**TRAVAIL DEMANDÉ:**
A. D'après l'extrait du document, pourquoi le gérant révoqué a-t-il assigné la société ainsi que le gérant majoritaire ?
B. Dans l'extrait du document, quelle juridiction a débouté le dirigeant destitué de ses demandes le 09 novembre 2009 ?

Gérant de SARL : Juste motif de révocation et quitus, la prudence s’impose !

Christine MARTIN
Christine MARTIN - Avocat associée

 

SOURCE : Cass.com., 12 février 2013, n° 134 F – D (N° 11-23.610).

 

Dans cette espèce, un gérant de SARL avait été révoqué par une décision de l’Assemblée Générale du 28 octobre 2008, de sorte qu’il avait assigné la société, ainsi que le gérant majoritaire en indemnisation du préjudice que lui avait occasionné cette révocation qu’il considérait comme abusive et vexatoire, tout en reprochant également à l’associé majoritaire un abus de majorité.

 

Ayant été débouté de ses demandes par un Jugement du Tribunal de Commerce de FREJUS du 09 novembre 2009, le dirigeant destitué relevait appel de cette décision et c’est ainsi que la Cour d’Appel d’AIX EN PROVENCE, dans un Arrêt du 16 juin 2011, avait réformé le Jugement des Premiers Juges et condamné la société ainsi que l’associé majoritaire à lui payer une somme au titre de dommages et intérêts en réparation de la révocation vexatoire dont il avait fait l’objet.

**SECTION DES DONNÉES:**
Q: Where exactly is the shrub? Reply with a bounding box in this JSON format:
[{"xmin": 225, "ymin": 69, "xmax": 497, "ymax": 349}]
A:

**LES RÉPONSES:**
A. Il réclamait l'indemnisation du préjudice que lui avait causé sa révocation, qu'il considérait comme abusive et vexatoire. Il reprochait également à l'associé majoritaire un abus de majorité.

B. Le Tribunal de Commerce de FREJUS.